# Written problem A
Retype the passage on American evangelicalism exactly, starting at "As the recent" and ending at "at enormous cost.".

========================================================================

Investigating this trend, Todd M. Brenneman’s Homespun Gospel: The Triumph of Sentimentality in Contemporary American Evangelicalism (2014) analyses the rhetorical and media strategies of several best-selling evangelical ministers. Despite some differences, Brenneman argues, Max Lucado, Joel Osteen, Rick Warren, Joyce Meyer, and other celebrity preachers share a common exhortative style. Their pitch mixes ideas that are often atypical of the evangelical theological heritage in a mélange of unreason and sentiment. In their presentations, theology is reduced to clichés that reiterate the image of a “fatherly God desperately in love with his children…a God who is infatuated with human beings.” . . .

As the recent books discussed here suggest, the religious and political divisions that have so often beset born-again Protestants have become increasingly pronounced. In this era of “designer” religion, as believers become increasingly divided in their religious and political convictions, their moments of common purpose become ever more difficult to identify. Evangelical religion has won America at the price of its own evisceration. Contemporary evangelicals might have much more in common with those associated with “the heretical origins of the American republic” than they could ever have imagined. They tried to change the nation by re-inhabiting the zeitgeist, but the zeitgeist swallowed them in mid-transformation. For the evangelicals who made it all possible, the redemption of America has come at enormous cost.

========================================================================

# Written problem B
Repeat the entries exactly, starting at the line that contains "in black shirt" and ending at the last line of the entries.

# Data provided
========================================================================

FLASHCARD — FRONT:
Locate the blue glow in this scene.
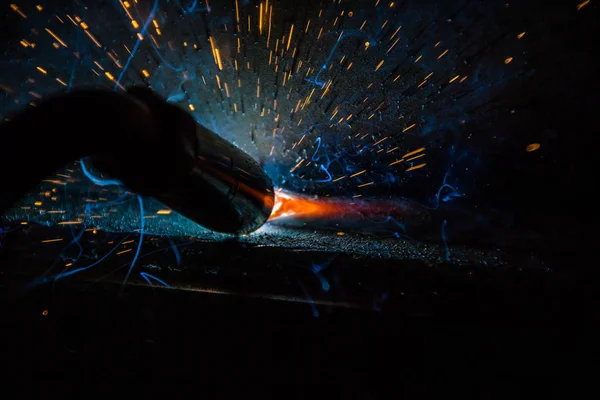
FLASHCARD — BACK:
[140,272,171,287]
[113,0,158,90]
[122,195,144,288]
[79,158,122,186]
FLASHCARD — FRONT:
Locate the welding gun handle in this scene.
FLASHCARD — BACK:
[0,89,160,213]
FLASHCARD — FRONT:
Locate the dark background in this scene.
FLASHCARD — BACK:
[0,1,600,398]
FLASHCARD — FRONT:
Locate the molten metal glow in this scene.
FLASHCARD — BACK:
[269,190,344,220]
[269,189,430,226]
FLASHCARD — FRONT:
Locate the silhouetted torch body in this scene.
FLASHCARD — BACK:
[0,88,274,234]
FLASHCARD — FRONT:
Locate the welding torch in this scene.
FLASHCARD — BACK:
[0,87,274,234]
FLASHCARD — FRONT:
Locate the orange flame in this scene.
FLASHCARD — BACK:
[269,190,343,220]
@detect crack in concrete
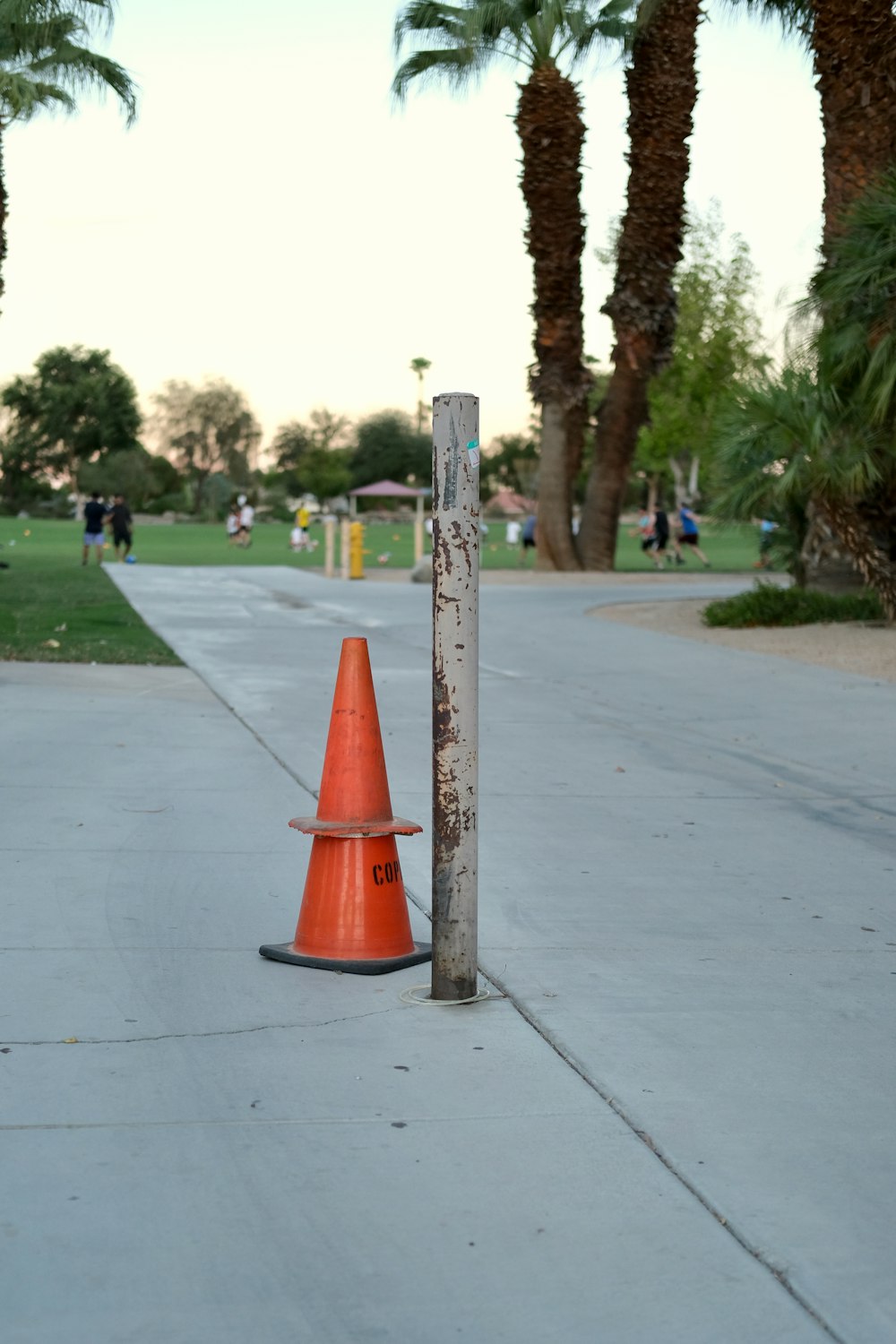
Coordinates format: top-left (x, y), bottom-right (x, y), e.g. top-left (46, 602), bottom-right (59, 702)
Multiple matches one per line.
top-left (482, 968), bottom-right (848, 1344)
top-left (3, 1004), bottom-right (399, 1047)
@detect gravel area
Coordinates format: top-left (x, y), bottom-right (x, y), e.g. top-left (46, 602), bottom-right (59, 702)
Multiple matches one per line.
top-left (589, 599), bottom-right (896, 682)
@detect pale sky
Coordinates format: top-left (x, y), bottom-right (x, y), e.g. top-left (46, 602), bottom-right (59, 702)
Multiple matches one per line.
top-left (0, 0), bottom-right (823, 443)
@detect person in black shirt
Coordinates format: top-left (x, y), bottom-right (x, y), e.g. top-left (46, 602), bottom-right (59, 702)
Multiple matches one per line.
top-left (81, 491), bottom-right (106, 564)
top-left (106, 495), bottom-right (133, 561)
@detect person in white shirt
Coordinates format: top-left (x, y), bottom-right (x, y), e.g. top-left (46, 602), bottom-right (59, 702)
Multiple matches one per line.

========================================================================

# Answer A
As the recent books discussed here suggest, the religious and political divisions that have so often beset born-again Protestants have become increasingly pronounced. In this era of “designer” religion, as believers become increasingly divided in their religious and political convictions, their moments of common purpose become ever more difficult to identify. Evangelical religion has won America at the price of its own evisceration. Contemporary evangelicals might have much more in common with those associated with “the heretical origins of the American republic” than they could ever have imagined. They tried to change the nation by re-inhabiting the zeitgeist, but the zeitgeist swallowed them in mid-transformation. For the evangelicals who made it all possible, the redemption of America has come at enormous cost.

# Answer B
@detect person in black shirt
Coordinates format: top-left (x, y), bottom-right (x, y), e.g. top-left (46, 602), bottom-right (59, 702)
Multiple matches one per line.
top-left (81, 491), bottom-right (106, 564)
top-left (106, 495), bottom-right (133, 561)
@detect person in white shirt
Coordinates format: top-left (x, y), bottom-right (x, y), e.g. top-left (46, 602), bottom-right (59, 702)
Multiple matches one per line.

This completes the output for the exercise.